> [TEXTE PRÉSENTÉ]:
•••
En outre, lorsque nous aurons délogé l’État islamique de Mossoul, nous n’en aurons pas fini, hélas, avec les djihadistes, qui, même disséminés, savent se réorganiser. Ainsi, le Front Fatah al-Cham profite de l’affaiblissement de l’État islamique pour s’affirmer.

Aussi les discussions politiques doivent-elles s’intensifier, car chaque jour qui passe apporte son lot de victimes et de ressentiments sur le terrain, ce qui nous éloigne toujours un peu plus de l’objectif ultime de réconciliation des populations civiles au Levant.

Quel peut-être le rôle de la France dans tout cela, monsieur le ministre ? Nous le voyons bien, notre diplomatie n’est pas inerte, tant s’en faut, en tout cas pour ce qui est de prendre des initiatives. Je pense à la dernière en date, à savoir la proposition française de cessez-le-feu présentée lors de la dernière réunion du Conseil de sécurité de l’ONU, qui n’a pas abouti. Néanmoins, on a pu mesurer, à cette occasion, combien est difficile le pourtant indispensable dialogue entre Paris et Moscou. Cette situation est regrettable, tout comme l’est notre exclusion des discussions de Lausanne, samedi dernier…

Vous le savez, le groupe du RDSE a toujours considéré que la Russie était un partenaire incontournable, tant dans la gestion du dossier syrien que dans la lutte contre notre ennemi numéro un, l’État islamique. Même les États-Unis se sont rendus à cette évidence et, malgré les accrocs, les contacts s’intensifient entre Washington et Moscou : cela s’appelle la realpolitik ! Il n’est de solutions, au Levant comme ailleurs, comme le rappelait M. Raffarin, que fondamentalement politiques.

En attendant le règlement de ces crises, des réfugiés continuent d’affluer aux frontières de l’Europe. Certes, le mouvement s’est ralenti, en partie grâce à l’accord du 18 mars 2016 entre l’Union européenne et la Turquie. Cet accord a pu susciter des débats quant à sa solidité juridique et aux conditions politiques, en particulier internes à la Turquie, dans lesquelles il a été conclu, mais il a le mérite d’exister et de créer un pont politique avec ce pays, partenaire incontournable, tout comme la Russie, pour la recherche d’une solution.
•••
> [DONNÉES BRUTES]:
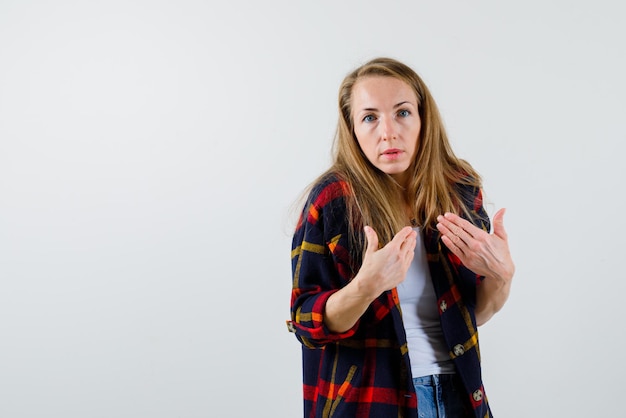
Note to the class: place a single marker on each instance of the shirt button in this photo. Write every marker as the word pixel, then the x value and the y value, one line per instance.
pixel 478 395
pixel 458 350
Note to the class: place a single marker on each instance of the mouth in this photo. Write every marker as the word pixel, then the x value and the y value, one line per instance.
pixel 392 153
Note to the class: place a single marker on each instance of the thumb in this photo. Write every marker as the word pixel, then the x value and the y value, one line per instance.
pixel 498 224
pixel 372 239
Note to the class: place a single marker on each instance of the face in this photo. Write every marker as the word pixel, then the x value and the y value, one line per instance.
pixel 386 123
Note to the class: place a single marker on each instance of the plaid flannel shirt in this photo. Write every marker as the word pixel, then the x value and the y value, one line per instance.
pixel 365 371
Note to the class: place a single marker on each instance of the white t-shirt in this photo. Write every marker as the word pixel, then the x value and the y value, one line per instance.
pixel 427 348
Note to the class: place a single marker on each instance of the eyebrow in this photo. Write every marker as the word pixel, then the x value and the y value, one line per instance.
pixel 373 109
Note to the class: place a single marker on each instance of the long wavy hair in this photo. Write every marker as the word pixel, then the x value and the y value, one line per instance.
pixel 377 199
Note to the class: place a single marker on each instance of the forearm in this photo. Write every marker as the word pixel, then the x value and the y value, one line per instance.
pixel 491 295
pixel 346 306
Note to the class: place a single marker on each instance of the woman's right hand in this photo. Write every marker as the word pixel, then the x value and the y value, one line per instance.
pixel 382 269
pixel 385 268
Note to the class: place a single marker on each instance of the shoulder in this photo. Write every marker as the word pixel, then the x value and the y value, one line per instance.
pixel 326 200
pixel 328 188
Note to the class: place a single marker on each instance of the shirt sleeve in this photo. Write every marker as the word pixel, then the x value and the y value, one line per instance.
pixel 320 264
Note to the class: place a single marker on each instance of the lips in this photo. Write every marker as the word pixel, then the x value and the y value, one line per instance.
pixel 392 153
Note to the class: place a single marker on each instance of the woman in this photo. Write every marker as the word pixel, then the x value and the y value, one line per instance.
pixel 393 264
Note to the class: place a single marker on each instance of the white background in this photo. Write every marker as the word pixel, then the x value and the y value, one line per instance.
pixel 150 153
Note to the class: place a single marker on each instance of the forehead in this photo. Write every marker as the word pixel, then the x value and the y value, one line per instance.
pixel 378 91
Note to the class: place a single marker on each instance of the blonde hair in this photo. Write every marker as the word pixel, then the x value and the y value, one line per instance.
pixel 377 199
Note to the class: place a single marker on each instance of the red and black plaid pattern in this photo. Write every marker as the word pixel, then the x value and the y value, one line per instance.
pixel 365 371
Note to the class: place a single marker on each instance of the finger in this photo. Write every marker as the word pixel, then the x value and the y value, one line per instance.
pixel 456 250
pixel 372 239
pixel 458 235
pixel 463 224
pixel 498 224
pixel 409 242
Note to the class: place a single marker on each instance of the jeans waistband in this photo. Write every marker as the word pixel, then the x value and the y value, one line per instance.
pixel 433 379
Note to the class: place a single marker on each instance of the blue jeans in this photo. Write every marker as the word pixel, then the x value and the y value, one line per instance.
pixel 438 396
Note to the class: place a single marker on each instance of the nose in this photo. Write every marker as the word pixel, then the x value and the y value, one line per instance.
pixel 388 129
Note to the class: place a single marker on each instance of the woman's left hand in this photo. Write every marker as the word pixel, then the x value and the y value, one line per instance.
pixel 485 254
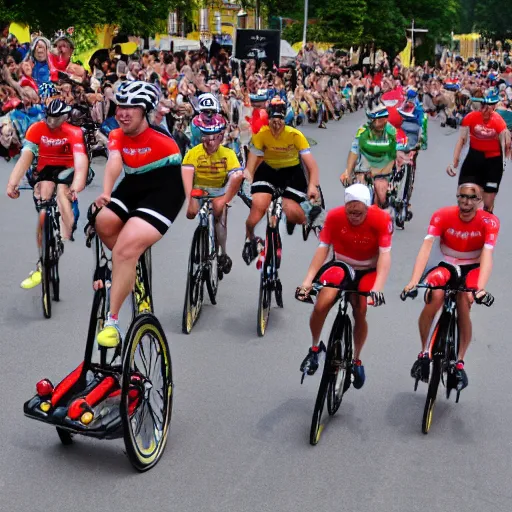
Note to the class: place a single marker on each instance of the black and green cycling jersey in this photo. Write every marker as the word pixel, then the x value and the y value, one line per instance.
pixel 378 149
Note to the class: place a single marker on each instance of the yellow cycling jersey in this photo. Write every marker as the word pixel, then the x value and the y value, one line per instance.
pixel 282 152
pixel 211 171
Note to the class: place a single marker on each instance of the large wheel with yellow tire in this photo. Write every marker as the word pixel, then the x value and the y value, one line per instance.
pixel 147 392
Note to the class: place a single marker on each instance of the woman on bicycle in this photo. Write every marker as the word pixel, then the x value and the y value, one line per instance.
pixel 467 235
pixel 360 235
pixel 373 153
pixel 218 172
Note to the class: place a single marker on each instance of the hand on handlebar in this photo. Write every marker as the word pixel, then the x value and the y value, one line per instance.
pixel 102 200
pixel 483 297
pixel 12 191
pixel 451 170
pixel 410 290
pixel 376 299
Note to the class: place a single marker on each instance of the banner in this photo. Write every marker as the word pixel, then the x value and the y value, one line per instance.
pixel 262 45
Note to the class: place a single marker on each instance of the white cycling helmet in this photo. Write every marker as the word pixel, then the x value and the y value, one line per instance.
pixel 358 192
pixel 207 102
pixel 137 94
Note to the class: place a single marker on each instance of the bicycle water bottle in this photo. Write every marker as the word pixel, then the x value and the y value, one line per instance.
pixel 261 260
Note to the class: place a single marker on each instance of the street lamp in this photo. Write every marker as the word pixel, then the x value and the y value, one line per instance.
pixel 304 31
pixel 412 30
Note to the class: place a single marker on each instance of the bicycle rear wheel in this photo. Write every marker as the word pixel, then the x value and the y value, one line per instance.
pixel 431 396
pixel 194 291
pixel 340 343
pixel 264 303
pixel 317 425
pixel 146 393
pixel 45 264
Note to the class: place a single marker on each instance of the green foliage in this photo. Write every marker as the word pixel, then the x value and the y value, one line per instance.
pixel 133 17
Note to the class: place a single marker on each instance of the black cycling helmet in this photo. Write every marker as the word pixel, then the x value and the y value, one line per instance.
pixel 57 108
pixel 137 94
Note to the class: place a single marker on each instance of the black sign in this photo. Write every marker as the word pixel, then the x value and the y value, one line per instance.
pixel 262 45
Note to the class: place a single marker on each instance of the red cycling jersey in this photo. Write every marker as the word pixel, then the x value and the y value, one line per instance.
pixel 462 242
pixel 483 136
pixel 145 152
pixel 54 147
pixel 359 246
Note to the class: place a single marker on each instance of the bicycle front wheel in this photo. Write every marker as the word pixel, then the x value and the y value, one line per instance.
pixel 146 393
pixel 264 302
pixel 340 346
pixel 194 292
pixel 212 273
pixel 45 263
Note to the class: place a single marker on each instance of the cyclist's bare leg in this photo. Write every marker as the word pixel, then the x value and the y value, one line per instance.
pixel 464 322
pixel 359 308
pixel 45 191
pixel 192 208
pixel 489 198
pixel 324 302
pixel 66 211
pixel 294 212
pixel 428 314
pixel 108 226
pixel 260 203
pixel 135 237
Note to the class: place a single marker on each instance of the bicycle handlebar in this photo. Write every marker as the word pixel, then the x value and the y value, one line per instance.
pixel 486 300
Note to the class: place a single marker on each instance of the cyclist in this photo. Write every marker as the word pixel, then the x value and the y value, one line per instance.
pixel 468 235
pixel 360 236
pixel 146 201
pixel 373 153
pixel 275 162
pixel 208 104
pixel 52 149
pixel 487 133
pixel 217 171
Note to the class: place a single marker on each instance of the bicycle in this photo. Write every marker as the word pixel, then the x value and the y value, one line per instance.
pixel 444 341
pixel 401 187
pixel 203 265
pixel 337 371
pixel 269 262
pixel 126 393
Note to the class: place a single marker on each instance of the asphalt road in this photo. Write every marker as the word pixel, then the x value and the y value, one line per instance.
pixel 241 419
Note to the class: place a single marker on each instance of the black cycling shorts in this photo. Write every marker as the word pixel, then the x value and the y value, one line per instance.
pixel 156 196
pixel 290 179
pixel 486 172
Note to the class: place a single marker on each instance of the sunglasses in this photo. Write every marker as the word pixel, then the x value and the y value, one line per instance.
pixel 469 197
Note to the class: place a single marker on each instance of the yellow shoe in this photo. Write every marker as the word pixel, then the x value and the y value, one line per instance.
pixel 109 336
pixel 32 280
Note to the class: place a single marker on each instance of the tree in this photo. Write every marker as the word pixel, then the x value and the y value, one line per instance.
pixel 141 17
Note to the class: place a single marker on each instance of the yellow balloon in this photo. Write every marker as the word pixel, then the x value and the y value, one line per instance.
pixel 21 32
pixel 128 48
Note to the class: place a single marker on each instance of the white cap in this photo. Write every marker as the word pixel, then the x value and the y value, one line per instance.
pixel 358 192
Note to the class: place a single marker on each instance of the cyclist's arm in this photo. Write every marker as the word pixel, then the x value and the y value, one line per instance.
pixel 485 268
pixel 312 168
pixel 187 175
pixel 463 137
pixel 253 161
pixel 422 259
pixel 112 171
pixel 21 167
pixel 316 263
pixel 383 266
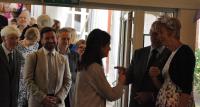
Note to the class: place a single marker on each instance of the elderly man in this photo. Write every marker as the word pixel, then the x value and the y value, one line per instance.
pixel 10 64
pixel 23 20
pixel 144 91
pixel 47 73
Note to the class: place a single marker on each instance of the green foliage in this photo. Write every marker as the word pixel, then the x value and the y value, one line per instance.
pixel 197 71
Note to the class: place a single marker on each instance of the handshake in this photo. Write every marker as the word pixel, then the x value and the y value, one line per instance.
pixel 122 74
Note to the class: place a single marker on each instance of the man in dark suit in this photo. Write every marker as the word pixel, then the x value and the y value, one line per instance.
pixel 143 91
pixel 64 41
pixel 10 64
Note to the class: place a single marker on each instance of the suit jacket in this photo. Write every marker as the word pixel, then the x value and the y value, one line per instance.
pixel 37 80
pixel 9 78
pixel 73 62
pixel 136 73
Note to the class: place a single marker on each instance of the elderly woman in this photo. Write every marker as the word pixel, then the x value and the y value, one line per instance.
pixel 10 63
pixel 179 69
pixel 26 46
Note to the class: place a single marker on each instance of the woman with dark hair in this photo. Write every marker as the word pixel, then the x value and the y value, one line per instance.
pixel 93 88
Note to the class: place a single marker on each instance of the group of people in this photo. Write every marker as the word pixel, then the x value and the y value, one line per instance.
pixel 54 75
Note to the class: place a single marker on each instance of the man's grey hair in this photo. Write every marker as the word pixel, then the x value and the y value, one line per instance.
pixel 44 21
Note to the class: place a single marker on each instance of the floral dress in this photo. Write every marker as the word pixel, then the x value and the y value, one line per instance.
pixel 22 97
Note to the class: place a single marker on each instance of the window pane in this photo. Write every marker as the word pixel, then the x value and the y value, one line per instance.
pixel 77 22
pixel 68 20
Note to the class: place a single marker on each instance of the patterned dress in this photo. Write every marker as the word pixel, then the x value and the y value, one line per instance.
pixel 22 98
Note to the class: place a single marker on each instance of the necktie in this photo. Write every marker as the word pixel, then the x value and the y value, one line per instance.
pixel 51 74
pixel 152 59
pixel 10 59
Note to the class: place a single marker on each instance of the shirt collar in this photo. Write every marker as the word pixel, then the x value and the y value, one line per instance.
pixel 160 49
pixel 46 51
pixel 67 51
pixel 6 50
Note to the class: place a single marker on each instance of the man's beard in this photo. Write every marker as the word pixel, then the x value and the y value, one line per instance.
pixel 50 46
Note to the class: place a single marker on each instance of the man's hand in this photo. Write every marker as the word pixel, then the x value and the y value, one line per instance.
pixel 50 101
pixel 143 97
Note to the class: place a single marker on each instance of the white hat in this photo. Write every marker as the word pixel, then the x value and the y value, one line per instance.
pixel 8 30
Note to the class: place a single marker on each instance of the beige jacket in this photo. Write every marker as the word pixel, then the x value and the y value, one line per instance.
pixel 36 81
pixel 93 89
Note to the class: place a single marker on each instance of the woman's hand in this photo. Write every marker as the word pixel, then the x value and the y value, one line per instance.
pixel 154 72
pixel 121 72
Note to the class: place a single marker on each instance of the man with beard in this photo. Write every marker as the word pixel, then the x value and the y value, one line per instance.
pixel 47 74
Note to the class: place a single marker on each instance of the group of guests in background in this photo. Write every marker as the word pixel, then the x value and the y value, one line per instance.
pixel 46 68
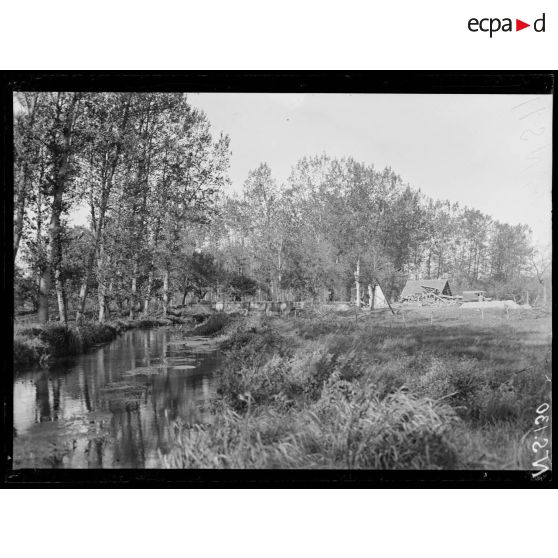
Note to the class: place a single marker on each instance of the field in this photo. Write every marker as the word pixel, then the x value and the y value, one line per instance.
pixel 418 390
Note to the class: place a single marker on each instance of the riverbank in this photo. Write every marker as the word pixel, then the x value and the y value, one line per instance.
pixel 332 393
pixel 36 343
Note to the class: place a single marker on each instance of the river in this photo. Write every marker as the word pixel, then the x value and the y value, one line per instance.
pixel 113 407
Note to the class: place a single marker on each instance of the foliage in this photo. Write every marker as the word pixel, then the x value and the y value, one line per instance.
pixel 333 395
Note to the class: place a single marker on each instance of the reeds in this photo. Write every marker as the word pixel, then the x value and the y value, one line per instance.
pixel 331 394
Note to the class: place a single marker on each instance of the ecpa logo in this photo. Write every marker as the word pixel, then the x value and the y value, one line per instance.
pixel 494 24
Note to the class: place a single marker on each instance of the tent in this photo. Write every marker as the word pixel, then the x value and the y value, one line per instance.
pixel 377 297
pixel 438 286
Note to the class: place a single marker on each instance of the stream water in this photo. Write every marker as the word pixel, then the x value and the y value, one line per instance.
pixel 113 406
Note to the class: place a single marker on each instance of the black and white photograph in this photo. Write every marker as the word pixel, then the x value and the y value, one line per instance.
pixel 320 279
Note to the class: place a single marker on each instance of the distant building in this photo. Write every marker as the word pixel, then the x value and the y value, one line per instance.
pixel 421 286
pixel 474 296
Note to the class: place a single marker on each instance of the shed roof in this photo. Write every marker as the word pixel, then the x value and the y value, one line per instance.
pixel 413 287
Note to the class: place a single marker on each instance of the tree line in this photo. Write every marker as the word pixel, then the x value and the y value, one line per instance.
pixel 162 228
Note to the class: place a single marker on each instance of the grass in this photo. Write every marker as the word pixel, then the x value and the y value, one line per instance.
pixel 331 393
pixel 36 343
pixel 214 324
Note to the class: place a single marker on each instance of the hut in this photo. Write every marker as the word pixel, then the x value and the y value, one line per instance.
pixel 474 296
pixel 416 288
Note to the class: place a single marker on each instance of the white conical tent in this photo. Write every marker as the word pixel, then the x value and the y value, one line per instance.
pixel 379 298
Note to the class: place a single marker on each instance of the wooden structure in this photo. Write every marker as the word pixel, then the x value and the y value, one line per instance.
pixel 428 291
pixel 474 296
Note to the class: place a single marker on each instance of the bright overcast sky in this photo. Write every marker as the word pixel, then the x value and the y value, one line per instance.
pixel 490 152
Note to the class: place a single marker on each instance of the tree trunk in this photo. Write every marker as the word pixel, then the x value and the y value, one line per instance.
pixel 61 296
pixel 101 282
pixel 165 291
pixel 357 283
pixel 44 291
pixel 133 291
pixel 148 294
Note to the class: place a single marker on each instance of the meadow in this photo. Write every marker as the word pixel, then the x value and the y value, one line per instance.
pixel 418 390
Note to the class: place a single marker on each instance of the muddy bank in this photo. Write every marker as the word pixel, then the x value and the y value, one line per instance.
pixel 37 343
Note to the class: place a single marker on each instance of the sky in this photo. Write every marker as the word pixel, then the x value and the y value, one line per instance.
pixel 489 152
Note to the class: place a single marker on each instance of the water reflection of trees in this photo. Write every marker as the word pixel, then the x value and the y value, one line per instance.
pixel 130 432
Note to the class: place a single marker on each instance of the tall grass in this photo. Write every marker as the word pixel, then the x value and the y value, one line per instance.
pixel 36 343
pixel 330 394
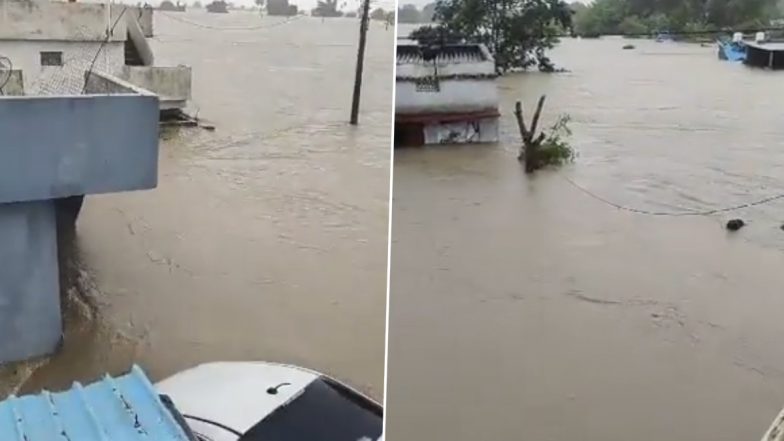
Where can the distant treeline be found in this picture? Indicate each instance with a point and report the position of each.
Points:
(641, 17)
(410, 14)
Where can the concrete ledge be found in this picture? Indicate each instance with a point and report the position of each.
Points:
(15, 84)
(99, 83)
(56, 147)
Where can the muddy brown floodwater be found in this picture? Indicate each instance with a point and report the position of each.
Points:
(523, 309)
(266, 239)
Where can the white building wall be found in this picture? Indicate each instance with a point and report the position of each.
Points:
(454, 96)
(53, 20)
(484, 130)
(69, 78)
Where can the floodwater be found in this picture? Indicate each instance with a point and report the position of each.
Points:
(265, 239)
(522, 308)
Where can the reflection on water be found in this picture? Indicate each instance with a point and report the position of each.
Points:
(520, 308)
(266, 239)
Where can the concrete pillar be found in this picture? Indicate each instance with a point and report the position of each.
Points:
(30, 322)
(91, 144)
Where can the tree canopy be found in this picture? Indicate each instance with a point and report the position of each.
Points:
(651, 16)
(517, 32)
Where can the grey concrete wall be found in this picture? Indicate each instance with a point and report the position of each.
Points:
(52, 20)
(171, 84)
(30, 323)
(64, 146)
(100, 83)
(15, 84)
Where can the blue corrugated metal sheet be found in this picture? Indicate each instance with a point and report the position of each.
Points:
(125, 408)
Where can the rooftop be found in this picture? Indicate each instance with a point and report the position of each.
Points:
(446, 54)
(123, 408)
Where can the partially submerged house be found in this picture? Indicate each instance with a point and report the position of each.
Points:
(53, 43)
(445, 94)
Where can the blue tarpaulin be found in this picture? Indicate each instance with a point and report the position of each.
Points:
(125, 408)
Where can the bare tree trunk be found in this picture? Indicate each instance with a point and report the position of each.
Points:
(531, 142)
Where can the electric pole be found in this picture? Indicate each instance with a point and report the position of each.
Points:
(360, 61)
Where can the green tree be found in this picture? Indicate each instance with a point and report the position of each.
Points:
(621, 16)
(517, 32)
(408, 14)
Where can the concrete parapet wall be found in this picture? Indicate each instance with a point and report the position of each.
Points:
(65, 146)
(99, 83)
(52, 20)
(15, 84)
(171, 84)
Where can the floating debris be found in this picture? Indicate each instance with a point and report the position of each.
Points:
(735, 224)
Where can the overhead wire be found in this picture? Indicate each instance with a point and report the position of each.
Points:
(109, 34)
(238, 28)
(606, 201)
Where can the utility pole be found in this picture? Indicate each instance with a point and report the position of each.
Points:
(360, 61)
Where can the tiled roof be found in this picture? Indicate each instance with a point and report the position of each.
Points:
(124, 408)
(447, 54)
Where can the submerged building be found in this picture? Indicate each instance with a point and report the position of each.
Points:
(445, 94)
(52, 43)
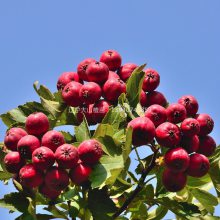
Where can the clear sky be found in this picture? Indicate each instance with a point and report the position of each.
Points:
(40, 39)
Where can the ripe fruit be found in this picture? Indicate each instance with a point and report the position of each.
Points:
(157, 114)
(112, 59)
(177, 159)
(190, 127)
(151, 80)
(126, 70)
(30, 176)
(143, 131)
(37, 124)
(67, 156)
(53, 139)
(90, 93)
(198, 165)
(27, 145)
(113, 88)
(70, 94)
(56, 178)
(82, 67)
(207, 145)
(97, 72)
(12, 137)
(65, 78)
(190, 103)
(13, 162)
(173, 182)
(80, 173)
(168, 134)
(43, 158)
(176, 113)
(90, 151)
(206, 124)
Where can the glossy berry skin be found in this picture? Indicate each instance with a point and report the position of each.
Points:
(198, 166)
(151, 80)
(97, 72)
(174, 182)
(53, 139)
(27, 145)
(190, 127)
(177, 159)
(206, 124)
(67, 156)
(30, 176)
(56, 178)
(207, 145)
(12, 137)
(113, 88)
(190, 103)
(112, 59)
(90, 151)
(37, 124)
(66, 78)
(143, 131)
(80, 173)
(70, 94)
(176, 113)
(13, 162)
(82, 67)
(157, 114)
(126, 70)
(43, 158)
(168, 134)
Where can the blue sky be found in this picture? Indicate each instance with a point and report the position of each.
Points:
(41, 39)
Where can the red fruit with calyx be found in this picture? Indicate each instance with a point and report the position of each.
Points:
(143, 131)
(112, 89)
(151, 80)
(37, 124)
(43, 158)
(66, 78)
(70, 94)
(97, 72)
(82, 67)
(174, 182)
(157, 114)
(176, 113)
(90, 93)
(13, 162)
(67, 156)
(190, 127)
(53, 139)
(206, 124)
(190, 103)
(177, 159)
(126, 70)
(168, 134)
(198, 165)
(27, 145)
(90, 151)
(12, 137)
(112, 59)
(30, 176)
(80, 173)
(207, 145)
(56, 178)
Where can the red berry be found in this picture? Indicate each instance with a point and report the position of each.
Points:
(37, 124)
(67, 156)
(143, 131)
(43, 158)
(90, 151)
(112, 59)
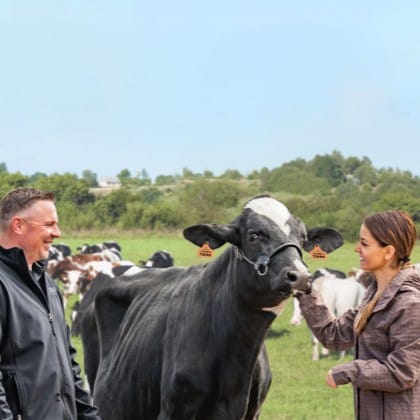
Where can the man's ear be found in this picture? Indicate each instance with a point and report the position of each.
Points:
(17, 224)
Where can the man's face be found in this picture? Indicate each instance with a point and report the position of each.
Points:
(39, 228)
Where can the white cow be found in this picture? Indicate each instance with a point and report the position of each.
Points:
(339, 295)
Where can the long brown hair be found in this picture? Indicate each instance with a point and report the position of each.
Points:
(391, 227)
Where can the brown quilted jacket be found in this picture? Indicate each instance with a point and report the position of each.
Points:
(386, 370)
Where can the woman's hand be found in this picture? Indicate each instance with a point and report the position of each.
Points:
(329, 380)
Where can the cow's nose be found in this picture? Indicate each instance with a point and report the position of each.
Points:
(299, 280)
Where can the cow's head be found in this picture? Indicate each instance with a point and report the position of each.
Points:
(268, 240)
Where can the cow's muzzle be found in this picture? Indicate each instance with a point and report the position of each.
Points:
•••
> [TRAVAIL À RÉALISER]:
1. Résumez le texte présenté en deux phrases.
2. Répondez brièvement aux questions suivantes à partir du texte présenté.
(a) Quel groupe profite de l'affaiblissement de l'État islamique pour s'affirmer ?
(b) Lors de quelle réunion la proposition française de cessez-le-feu a-t-elle été présentée ?
(c) De quelle date est l'accord entre l'Union européenne et la Turquie ?
3. Reproduisez à l'identique le passage du texte présenté allant de « En outre, lorsque » jusqu'à « civiles au Levant. » inclus.
Les enregistrements forment un matériau distinct du texte présenté.

> [RÉPONSES ATTENDUES]:
1. Le texte présenté avertit que la reprise de Mossoul à l'État islamique ne mettra pas fin aux djihadistes et réclame une intensification des discussions politiques, en considérant la Russie comme un partenaire incontournable dans le dossier syrien. Il mentionne également l'échec de la proposition française de cessez-le-feu à l'ONU, ainsi que le ralentissement de l'afflux de réfugiés, dû en partie à l'accord du 18 mars 2016 entre l'Union européenne et la Turquie.

2.
(a) Le Front Fatah al-Cham.
(b) La dernière réunion du Conseil de sécurité de l'ONU.
(c) Du 18 mars 2016.

3.
En outre, lorsque nous aurons délogé l’État islamique de Mossoul, nous n’en aurons pas fini, hélas, avec les djihadistes, qui, même disséminés, savent se réorganiser. Ainsi, le Front Fatah al-Cham profite de l’affaiblissement de l’État islamique pour s’affirmer.

Aussi les discussions politiques doivent-elles s’intensifier, car chaque jour qui passe apporte son lot de victimes et de ressentiments sur le terrain, ce qui nous éloigne toujours un peu plus de l’objectif ultime de réconciliation des populations civiles au Levant.